> [Tarefas a cumprir]:
1. Diga se cada afirmação abaixo concorda com o trecho do documento, respondendo sim ou não e citando literalmente as palavras decisivas.
(a) O livro foi encontrado no local onde se tomou café depois da feijoada.
(b) O prefácio do livro é de Beatriz Resende.
(c) Os textos da coletânea foram produzidos em São Paulo.
2. Por favor, reescreva em forma de lista o parágrafo do trecho do documento que começa com "Foi ali que encontrei o livro", mantendo os fatos principais.
3. Responda às perguntas sobre o trecho do documento.
(a) Onde foi a feijoada?
(b) De qual romance é o fragmento transcrito?
(c) Qual nome está por trás do pseudônimo Madame Chrysanthème?

> [Trecho do documento]:
------------------------------------------------

Em nosso primeiro fim de semana depois da mudança para o Rio de Janeiro, eu e Flávia fomos passar um domingo em Santa Teresa. Depois de uma bela feijoada no Marcô, regada a bossa-jazz da melhor qualidade, fomos tomar um café no Largo das Letras.

Foi ali que encontrei o livro "Cocaína: literatura e outras companheiras de ilusão". Organizado e apresentado por Beatriz Resende, com prefácio de Luis Eduardo Sares, o livro é uma coletânea de textos sobre drogas produzidos no Rio de Janeiro, entre os anos de 1894 até 1933. São crônicas, trechos de romances, poemas e letras de canções, que remontam de modo especial a Belle Époque carioca, com toda a influência de costumes franceses sobre uma burguesia emergente. Estão ali os cabarés da Lapa e da Glória, os casarões do Catete, as internações para desintoxicação em São Paulo e Minas Gerais...

Transcrevo abaixo um dos melhores momentos do livro, um fragmento do romance "Enervadas", de Madame Chrysanthème, pseudônimo de Cecília Bandeira de Melo Rebelo de Vasconcelos, peça absolutamente rara, dificilmente encontrado em sebos ou bibliotecas.

------------------------------------------------

> [Dados fornecidos]:

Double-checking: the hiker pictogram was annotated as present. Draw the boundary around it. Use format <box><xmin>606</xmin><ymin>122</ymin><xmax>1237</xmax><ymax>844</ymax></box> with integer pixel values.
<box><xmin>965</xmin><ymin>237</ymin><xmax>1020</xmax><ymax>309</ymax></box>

------------------------------------------------

> [Respostas esperadas]:
1.
(a) Sim: "fomos tomar um café no Largo das Letras" e "Foi ali que encontrei o livro".
(b) Não: "Organizado e apresentado por Beatriz Resende, com prefácio de Luis Eduardo Sares".
(c) Não: "uma coletânea de textos sobre drogas produzidos no Rio de Janeiro, entre os anos de 1894 até 1933".

2.
- Livro: "Cocaína: literatura e outras companheiras de ilusão", encontrado no Largo das Letras.
- Organização e apresentação: Beatriz Resende. Prefácio: Luis Eduardo Sares.
- Conteúdo: coletânea de textos sobre drogas produzidos no Rio de Janeiro entre 1894 e 1933.
- Gêneros: crônicas, trechos de romances, poemas e letras de canções.
- Época retratada: sobretudo a Belle Époque carioca, sob influência dos costumes franceses sobre uma burguesia emergente.
- Cenários: cabarés da Lapa e da Glória, casarões do Catete e internações para desintoxicação em São Paulo e Minas Gerais.

3.
(a) No Marcô, em Santa Teresa.
(b) Do romance "Enervadas".
(c) Cecília Bandeira de Melo Rebelo de Vasconcelos.